§ **Task instructions**: Turn all of the rows below into a numbered list, leaving out any blank lines.

── Extracted information

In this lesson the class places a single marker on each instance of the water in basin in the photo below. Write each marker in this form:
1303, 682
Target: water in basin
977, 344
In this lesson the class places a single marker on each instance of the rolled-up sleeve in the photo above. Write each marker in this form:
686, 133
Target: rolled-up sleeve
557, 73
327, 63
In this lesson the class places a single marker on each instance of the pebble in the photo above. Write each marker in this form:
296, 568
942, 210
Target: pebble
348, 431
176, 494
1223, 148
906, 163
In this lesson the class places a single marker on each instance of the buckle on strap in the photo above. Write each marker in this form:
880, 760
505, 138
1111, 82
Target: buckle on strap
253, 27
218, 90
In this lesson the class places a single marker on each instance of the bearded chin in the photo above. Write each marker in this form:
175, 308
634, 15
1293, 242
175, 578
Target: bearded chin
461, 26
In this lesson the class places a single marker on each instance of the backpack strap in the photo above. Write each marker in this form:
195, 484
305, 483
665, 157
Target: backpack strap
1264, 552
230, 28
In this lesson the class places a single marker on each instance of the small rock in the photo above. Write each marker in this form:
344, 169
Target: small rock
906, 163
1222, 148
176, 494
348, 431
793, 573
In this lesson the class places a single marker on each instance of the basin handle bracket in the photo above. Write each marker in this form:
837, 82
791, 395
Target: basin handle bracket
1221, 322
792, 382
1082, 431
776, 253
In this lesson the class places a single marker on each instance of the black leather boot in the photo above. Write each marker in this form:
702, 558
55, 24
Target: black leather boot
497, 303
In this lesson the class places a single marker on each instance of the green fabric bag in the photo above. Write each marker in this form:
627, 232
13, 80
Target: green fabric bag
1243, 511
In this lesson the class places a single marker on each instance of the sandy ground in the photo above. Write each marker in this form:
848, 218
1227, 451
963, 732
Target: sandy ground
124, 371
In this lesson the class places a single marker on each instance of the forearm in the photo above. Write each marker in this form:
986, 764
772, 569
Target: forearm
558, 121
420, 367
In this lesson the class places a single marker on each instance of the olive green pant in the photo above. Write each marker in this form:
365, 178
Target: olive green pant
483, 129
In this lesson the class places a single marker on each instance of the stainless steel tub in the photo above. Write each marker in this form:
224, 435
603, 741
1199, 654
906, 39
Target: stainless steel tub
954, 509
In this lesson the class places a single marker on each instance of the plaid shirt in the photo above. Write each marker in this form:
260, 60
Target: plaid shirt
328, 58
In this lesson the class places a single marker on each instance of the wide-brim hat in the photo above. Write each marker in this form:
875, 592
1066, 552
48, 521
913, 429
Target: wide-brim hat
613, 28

────

§ **Reply**:
1. In this lesson the class places a single marker on each instance of the water in basin in the photo below. Write each marker in this form:
2. 1303, 682
3. Target: water in basin
4. 977, 344
5. In this lesson the class places a single marker on each instance of the rolled-up sleeve in the photo above. Write each marker in this form:
6. 686, 133
7. Target: rolled-up sleeve
8. 557, 73
9. 327, 63
10. In this lesson the class places a single marker on each instance of the pebble in the photo above. Write each marker in this form:
11. 296, 568
12. 942, 210
13. Target: pebble
14. 348, 431
15. 176, 494
16. 1223, 148
17. 906, 163
18. In this lesson the class places a single marker on each instance of the buckle on strap in the photo above. Write each marker in this form:
19. 880, 760
20. 505, 138
21. 1111, 82
22. Target: buckle on strap
23. 253, 27
24. 218, 90
25. In this lesson the class places a single marker on each instance of the bearded chin in the photo above. Write each marker in this form:
26. 175, 308
27. 634, 15
28. 1293, 242
29. 175, 578
30. Target: bearded chin
31. 461, 26
32. In this lesson the class places a single marker on each instance of the backpack strap in the photo above. Write each marker in this form:
33. 195, 484
34. 305, 483
35. 665, 157
36. Target: backpack strap
37. 1264, 552
38. 230, 28
39. In this lesson the class places a single marker on each instance of the small rock in the photo above. Write each marker in this form:
40. 344, 169
41. Target: small rock
42. 906, 163
43. 1222, 148
44. 176, 494
45. 348, 431
46. 793, 573
47. In this lesson the class places a single marker on each instance of the basin handle bracket in the photo above. Write each marker in this form:
48. 837, 82
49. 791, 395
50. Target: basin handle bracket
51. 1221, 322
52. 792, 382
53. 1082, 431
54. 776, 253
55. In this lesson the class places a single marker on each instance of the black leather boot in the photo above. Write each marker in this form:
56. 702, 558
57. 55, 24
58. Target: black leather boot
59. 497, 303
60. In this lesson the class places a single marker on each instance of the green fabric bag in the photo above. Write each marker in this form:
61. 627, 232
62. 13, 80
63. Target: green fabric bag
64. 1243, 511
65. In this lesson the class places a single marker on each instance of the sandy ground in the photo above. Write each marker in this form:
66. 848, 218
67. 1227, 451
68. 963, 732
69. Target: sandy ground
70. 124, 371
71. In this lesson the class places a single marker on each instance of the forearm in the photo above. Write each marker in this form:
72. 986, 764
73. 772, 569
74. Target: forearm
75. 558, 121
76. 420, 367
77. In this lesson the class places a single marker on each instance of the olive green pant in the photo above. Write each marker in this form:
78. 365, 178
79. Target: olive green pant
80. 483, 129
81. In this lesson the class places a single marker on each instance of the stainless steel tub in the photo above. Write each marker in this form:
82. 224, 435
83. 603, 741
84. 1199, 654
85. 906, 39
86. Target: stainless steel tub
87. 954, 509
88. In this lesson the class places a single marker on each instance of the plaid shirt in the photo above. Write each marker in this form:
89. 260, 60
90. Target: plaid shirt
91. 328, 58
92. In this lesson the class places a single marker on each instance of the wide-brim hat in the photo above. Write each marker in this form:
93. 875, 592
94. 1066, 552
95. 48, 521
96. 913, 429
97. Target: wide-brim hat
98. 613, 28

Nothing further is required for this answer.